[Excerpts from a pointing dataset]
— BEGIN —

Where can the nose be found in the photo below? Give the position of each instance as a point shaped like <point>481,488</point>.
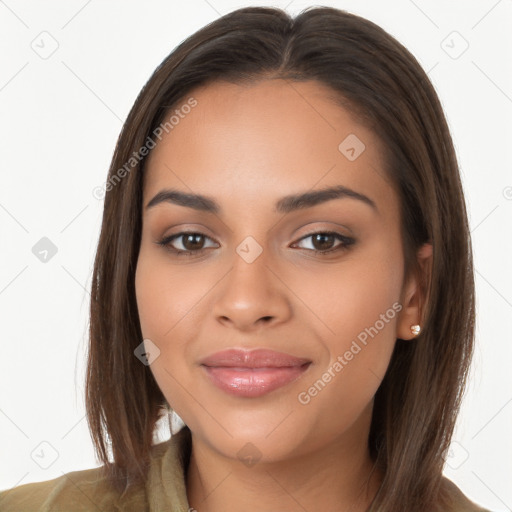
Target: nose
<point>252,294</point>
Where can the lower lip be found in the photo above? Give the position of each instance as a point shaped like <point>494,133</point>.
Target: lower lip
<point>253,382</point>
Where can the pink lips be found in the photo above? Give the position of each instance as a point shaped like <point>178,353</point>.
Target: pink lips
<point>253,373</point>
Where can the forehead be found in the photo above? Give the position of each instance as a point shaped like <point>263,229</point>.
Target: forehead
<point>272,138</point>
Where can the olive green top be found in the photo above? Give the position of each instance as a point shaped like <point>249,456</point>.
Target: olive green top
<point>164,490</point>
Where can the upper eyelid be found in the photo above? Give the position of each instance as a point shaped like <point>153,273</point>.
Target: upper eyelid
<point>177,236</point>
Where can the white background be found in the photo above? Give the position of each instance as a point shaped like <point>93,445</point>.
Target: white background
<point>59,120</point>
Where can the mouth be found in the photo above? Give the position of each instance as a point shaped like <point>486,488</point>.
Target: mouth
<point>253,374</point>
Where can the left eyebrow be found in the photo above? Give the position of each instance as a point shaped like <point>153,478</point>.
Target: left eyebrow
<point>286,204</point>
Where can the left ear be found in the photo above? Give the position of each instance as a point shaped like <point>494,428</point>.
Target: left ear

— END —

Print the lines of the material above word for word, starting at the line containing "Where can the olive" and ending at the line containing "<point>59,120</point>", both lines included.

Where can the olive green top be found in the photo above? Give the position of each instance as a point shaped like <point>249,456</point>.
Target: olive green top
<point>164,490</point>
Where can the upper eyelid be found in the photo above? Give the position of each instance as a point shaped like <point>153,273</point>.
Target: upper eyelid
<point>177,236</point>
Where can the white background be found in the photo above? Give the position of each instance as a point shaped like <point>93,445</point>.
Target: white background
<point>59,120</point>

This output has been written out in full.